=== What you will do ===
a – In the passage about Edward Curtis, where did Curtis die?
b – Print the part of the passage about Edward Curtis from "It seems to" to "separated from them.".

I was reading tonight about Edward Curtis, a brilliant photographer whose life is the subject of Timothy Egan’s new biography, “Short Nights Of The Shadow Catcher: The Epic Life And Immortal Photographs of Edward Curtis,” a driven man who gave up a successful career as a portrait photographer of the wealthy and famous to spend three decades of his life to capture the last days of America’s Indians before their culture vanished from the earth. I can’t wait to finish this book, and Curtis’s story touches me in many ways. Aside from the stunning photographs – they will just open up your heart – his story is one of creativity, conviction and obsession.
Determined to finish what became his life’s work, Curtis lost everything, borrowing and begging for money all during his travels through Native American reservations. He abandoned, even then, conventional wisdoms about money and security. He died in Hollywood penniless – destitute, according to one biographer. I was numb at the idea of this, this genius who did such amazing work for so long ending up with barely enough to eat, and then I thought this is a story for me, and for our time as well as his.
It seems to me that the ideology and driving ethos of our culture is money. Whenever I tuned into the dispiriting political campaign the candidates were talking mostly about money – who could manage it best and get people to make and spend more. It was as if the country had become a vast global corporation, and it was electing a numbers-crunching CEO, not a political leader. The news is filled with stories of money, and money is mostly what I hear people talk and worry about. When I see public TV screens in restaurants and gas stations, they all have a stock market ticker running across the bottom of the screen, suggesting that money is the most important news in the world and cannot be left alone for a second. People check their bank accounts on smartphones all day and their money is never separated from them.

=== Point-per-instance localization data ===
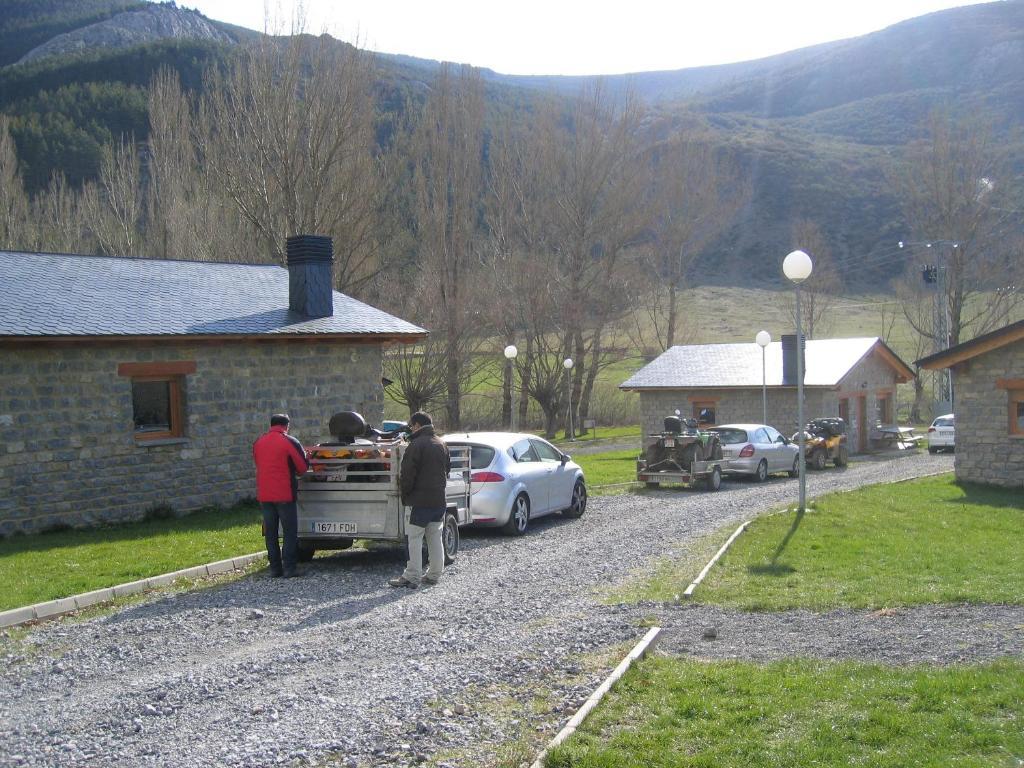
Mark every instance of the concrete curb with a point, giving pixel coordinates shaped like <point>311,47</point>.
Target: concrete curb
<point>711,563</point>
<point>639,650</point>
<point>64,605</point>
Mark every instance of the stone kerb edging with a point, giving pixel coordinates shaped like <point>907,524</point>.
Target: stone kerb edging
<point>711,563</point>
<point>64,605</point>
<point>639,650</point>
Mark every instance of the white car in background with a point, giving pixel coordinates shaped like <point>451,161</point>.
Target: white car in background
<point>941,434</point>
<point>518,477</point>
<point>757,451</point>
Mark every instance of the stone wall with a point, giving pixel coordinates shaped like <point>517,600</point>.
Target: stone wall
<point>869,379</point>
<point>68,452</point>
<point>985,452</point>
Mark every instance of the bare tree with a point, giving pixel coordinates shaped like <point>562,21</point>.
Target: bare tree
<point>115,204</point>
<point>288,135</point>
<point>693,193</point>
<point>955,189</point>
<point>590,160</point>
<point>817,293</point>
<point>446,155</point>
<point>60,220</point>
<point>14,221</point>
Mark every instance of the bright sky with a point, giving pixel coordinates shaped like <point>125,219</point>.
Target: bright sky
<point>574,37</point>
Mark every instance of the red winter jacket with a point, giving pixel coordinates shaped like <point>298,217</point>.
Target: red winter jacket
<point>279,460</point>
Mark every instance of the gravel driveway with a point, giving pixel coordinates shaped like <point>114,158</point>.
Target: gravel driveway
<point>338,667</point>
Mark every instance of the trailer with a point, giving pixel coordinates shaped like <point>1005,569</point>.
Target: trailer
<point>351,491</point>
<point>682,454</point>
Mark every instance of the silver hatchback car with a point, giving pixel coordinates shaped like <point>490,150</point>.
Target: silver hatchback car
<point>757,451</point>
<point>517,477</point>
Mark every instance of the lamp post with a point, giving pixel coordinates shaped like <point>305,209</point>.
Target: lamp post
<point>510,353</point>
<point>797,267</point>
<point>763,339</point>
<point>567,365</point>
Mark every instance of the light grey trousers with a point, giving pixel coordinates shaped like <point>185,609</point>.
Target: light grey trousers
<point>435,551</point>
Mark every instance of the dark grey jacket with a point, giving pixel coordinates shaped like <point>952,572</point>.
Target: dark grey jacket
<point>424,470</point>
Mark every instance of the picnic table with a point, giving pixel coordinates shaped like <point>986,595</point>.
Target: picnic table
<point>893,435</point>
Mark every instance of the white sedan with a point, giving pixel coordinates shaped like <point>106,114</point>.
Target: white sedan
<point>517,477</point>
<point>757,451</point>
<point>941,434</point>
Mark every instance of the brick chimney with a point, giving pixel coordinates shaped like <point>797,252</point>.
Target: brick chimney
<point>790,358</point>
<point>310,258</point>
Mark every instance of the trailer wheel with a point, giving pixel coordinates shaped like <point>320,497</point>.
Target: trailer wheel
<point>450,538</point>
<point>714,481</point>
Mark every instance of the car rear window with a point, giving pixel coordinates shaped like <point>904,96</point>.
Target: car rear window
<point>479,456</point>
<point>729,436</point>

=== Answers to the problems ===
a – In Hollywood, penniless.

b –
It seems to me that the ideology and driving ethos of our culture is money. Whenever I tuned into the dispiriting political campaign the candidates were talking mostly about money – who could manage it best and get people to make and spend more. It was as if the country had become a vast global corporation, and it was electing a numbers-crunching CEO, not a political leader. The news is filled with stories of money, and money is mostly what I hear people talk and worry about. When I see public TV screens in restaurants and gas stations, they all have a stock market ticker running across the bottom of the screen, suggesting that money is the most important news in the world and cannot be left alone for a second. People check their bank accounts on smartphones all day and their money is never separated from them.